5. Neste Supremo Tribunal de Justiça, o Senhor Procurador-Geral Adjunto no seu douto Parecer, pronunciando-se a respeito da verificação dos pressupostos formais e substanciais definidos nos artigos 437º e 438º do CPPenal para prosseguimento da pretensão em causa, enuncia:
(…)
Questão-controvertida:
Direito a indeminização, iure hereditate, dos filhos a título de danos patrimoniais futuros por perda de capacidade aquisitiva do falecido pai.
Não foi ainda formulado.
Ao pedido de fixação de jurisprudência deduziu resposta a recorrida, “ZURICH INSURANCE EUROPE AG” - SUCURSAL EM PORTUGAL, junto do Tribunal da Relação de Lisboa, com alegações de que se extrai, em síntese, que não há qualquer oposição de julgado, por divergência das questões fáctico-normativas, motivo por que o recurso deve ser rejeitado.
I
Questões-prévias.
A decisão é recorrível;
O recurso é o próprio e tempestivo;
Recorreu quem tem legitimidade e interesse em agir;
Foi regularmente fixado o momento, o modo e o efeito da sua subida;
Nada obstando ao seu conhecimento.
(…)
Dir-se-ia, dos termos do próprio recurso interposto, que resulta incisiva e manifestamente a oposição de julgados entre os Acórdão recorrido e Fundamento, assente numa pretensa interpretação divergente – mesmo antagónica – das disposições conjugadas dos arts. 562º, 566º/2 e 495º/3 do Código Civil, que suportam o direito à reparação, dos lesados indirectos, pelos danos patrimoniais futuros decorrentes da morte de terceiro.
(…)
Crê, porém, o Ministério Público, com todo o respeito, que não ocorre a pressuposta relação lógico-dialéctica de contraditoriedade – afirmação, a um tempo, do Ser e do Não Ser – relevante, como expressão de uma antinomia ou incompatibilidade entre duas ideias, proposições ou princípios lógico-racionais obtidos no seio da discussão e valoração da mesma situação de facto, nos seus contornos essenciais, juridicamente relevantes.
(…)
Efectivamente, no respeito do modelo etiológico e processual-penal do recurso de fixação de jurisprudência – que pressupõe, pois, naturalmente, a oposição de julgados – não é viável afirmar que num mesmo silogismo judiciário (sempre na dialéctica do Facto/Direito), foram seguidas duas vias divergentes de raciocínio, viabilizando que de duas séries de premissas iguais se tivessem alcançado conclusões (decisões) diversas.
(…)

TAREFA 1 ▸ Devolve, sem qualquer alteração, o trecho do excerto do acórdão que vai de "5. Neste Supremo" até "Questões-prévias.".
TAREFA 2 ▸ Retoma o excerto do acórdão e prossegue a redação a partir da última frase apresentada.

(Registos extraídos)
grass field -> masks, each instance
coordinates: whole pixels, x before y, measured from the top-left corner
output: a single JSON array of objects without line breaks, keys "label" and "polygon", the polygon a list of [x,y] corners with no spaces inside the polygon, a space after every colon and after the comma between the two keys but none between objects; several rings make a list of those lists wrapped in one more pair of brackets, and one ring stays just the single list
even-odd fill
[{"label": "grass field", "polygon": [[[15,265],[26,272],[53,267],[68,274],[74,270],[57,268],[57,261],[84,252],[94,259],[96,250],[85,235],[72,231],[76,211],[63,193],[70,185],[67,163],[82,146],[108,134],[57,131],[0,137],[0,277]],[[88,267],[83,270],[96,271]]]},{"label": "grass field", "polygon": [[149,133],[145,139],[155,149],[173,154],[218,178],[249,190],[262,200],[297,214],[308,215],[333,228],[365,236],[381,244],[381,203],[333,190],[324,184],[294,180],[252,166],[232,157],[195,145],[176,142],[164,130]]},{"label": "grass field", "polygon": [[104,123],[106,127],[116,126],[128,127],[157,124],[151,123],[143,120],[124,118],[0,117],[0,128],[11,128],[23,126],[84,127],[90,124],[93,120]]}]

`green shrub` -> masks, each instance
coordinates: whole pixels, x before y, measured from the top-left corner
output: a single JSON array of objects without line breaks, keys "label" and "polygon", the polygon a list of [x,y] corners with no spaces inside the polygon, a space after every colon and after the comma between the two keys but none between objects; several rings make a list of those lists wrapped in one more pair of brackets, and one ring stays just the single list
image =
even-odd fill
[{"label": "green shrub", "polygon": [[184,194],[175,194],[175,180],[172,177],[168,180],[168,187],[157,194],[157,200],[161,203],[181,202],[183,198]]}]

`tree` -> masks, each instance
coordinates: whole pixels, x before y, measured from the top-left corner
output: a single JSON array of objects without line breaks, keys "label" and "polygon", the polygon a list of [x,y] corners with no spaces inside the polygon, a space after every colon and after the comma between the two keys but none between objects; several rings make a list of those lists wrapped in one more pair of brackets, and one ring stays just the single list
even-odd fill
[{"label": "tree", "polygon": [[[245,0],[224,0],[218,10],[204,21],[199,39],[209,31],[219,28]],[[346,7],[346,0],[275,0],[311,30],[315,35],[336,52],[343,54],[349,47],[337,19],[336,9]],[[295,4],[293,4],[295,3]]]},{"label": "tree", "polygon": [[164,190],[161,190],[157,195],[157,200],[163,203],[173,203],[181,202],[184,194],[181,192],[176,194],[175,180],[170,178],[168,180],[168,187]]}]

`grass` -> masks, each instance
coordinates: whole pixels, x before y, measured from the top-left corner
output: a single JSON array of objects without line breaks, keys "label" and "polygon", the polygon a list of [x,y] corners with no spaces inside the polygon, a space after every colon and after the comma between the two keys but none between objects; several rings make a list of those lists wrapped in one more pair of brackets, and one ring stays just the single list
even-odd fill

RESPOSTA 1 ▸
5. Neste Supremo Tribunal de Justiça, o Senhor Procurador-Geral Adjunto no seu douto Parecer, pronunciando-se a respeito da verificação dos pressupostos formais e substanciais definidos nos artigos 437º e 438º do CPPenal para prosseguimento da pretensão em causa, enuncia:
(…)
Questão-controvertida:
Direito a indeminização, iure hereditate, dos filhos a título de danos patrimoniais futuros por perda de capacidade aquisitiva do falecido pai.
Não foi ainda formulado.
Ao pedido de fixação de jurisprudência deduziu resposta a recorrida, “ZURICH INSURANCE EUROPE AG” - SUCURSAL EM PORTUGAL, junto do Tribunal da Relação de Lisboa, com alegações de que se extrai, em síntese, que não há qualquer oposição de julgado, por divergência das questões fáctico-normativas, motivo por que o recurso deve ser rejeitado.
I
Questões-prévias.

RESPOSTA 2 ▸
É certo que a motivação da questão-de-direito que induziu as duas decisões em conflito é tratada em ambos os acórdãos no seio de uma aparentemente divergente discursividade lógico-dialéctica:
No Acórdão-Fundamento é motivado que a reparação do dano da perda de alimentos pode coexistir, logico-juridicamente, a indemnização patrimonial pela perda do rendimento futuro aos herdeiros do falecido;
No Acórdão-Recorrido foi fundamentado que não era de reconhecer aos demandantes, em simultâneo, o direito a indemnização respeitante à privação futura dos alimentos que o falecido pai lhes prestava, e, iure hereditate, o direito a serem indemnizados pelos lucros cessantes, traduzidos na parte dos rendimentos que aquele iria, previsivelmente, obter durante a vida activa e durante o período da reforma, até ao seu falecimento.
(…)
Mas, sendo o Direito por excelência a Ciência do facto, qualquer valoração jurídico-normativa há-de ter como referente um dado enquadramento do real-social, motivo por que o sentido da ponderação na aplicação de uma norma ou princípio será inelutavelmente conformado pelos factos que lhe estão subjacentes.
(…)
Factualidades, essas, que – como lastros do empírico que hão-de justificar uma oposição de julgados –, se não absolutamente idênticas em ambos os acórdãos em cotejo, terão de pautar-se por uma relação de relevante mesmidade entre as hipóteses fáctico-normativas que não se baste apenas pela mera similitude ou semelhança, mas, diversamente, pela identidade nos seus contornos essenciais.
(…)
Ou seja:
No caso seria puramente secundário, mesmo irrelevante, por exemplo, que o falecido fosse viúvo, ou que, em vez de três filhos lhe sucedessem quatro, ou dois e um neto, ou fosse já casado em segundas núpcias...
(…)
Mas já não é irrelevante, porque marcará, no caso, a diferença, pela dissemelhança das hipóteses fáctico-normativas tidas por relevantes:
Que no caso do Acórdão-Fundamento se tratava da morte de um homem – a vítima mortal do acidente – que vivia em união de facto com uma companheira e a filha de ambos (única daquele);
Que no caso do Acórdão-Recorrido se tratava da morte de um homem – a vítima mortal do acidente – que (com 40 anos de idade) era divorciado, era pai de três filhos do respectivo casamento e que vivia já em união de facto com uma companheira, ainda sem filhos daquele.
(…)
E, na verdade – como se extrai da fundamentação dos Acórdãos em confronto –, estas circunstâncias de facto particulares (postas no devido realce, no essencial, na motivação aduzida pela demandada-civil) tiveram expressão nas diversas valorações jurídico-normativas que, na sua dialéctica, co-induziram as respostas também diversas à questão da cumulação, em concreto, dos direitos à indemnização pela privação futura dos alimentos e pelos lucros cessantes.
(…)
Nomeadamente.
(…)
No Acórdão-Fundamento:
… …
Porque a previsão assenta sobre danos verificáveis no futuro, relevam sobremaneira os critérios de verosimilhança ou de probabilidade, de acordo com o que, no concreto, poderá vir a acontecer segundo o curso normal das coisas.
… …
(…)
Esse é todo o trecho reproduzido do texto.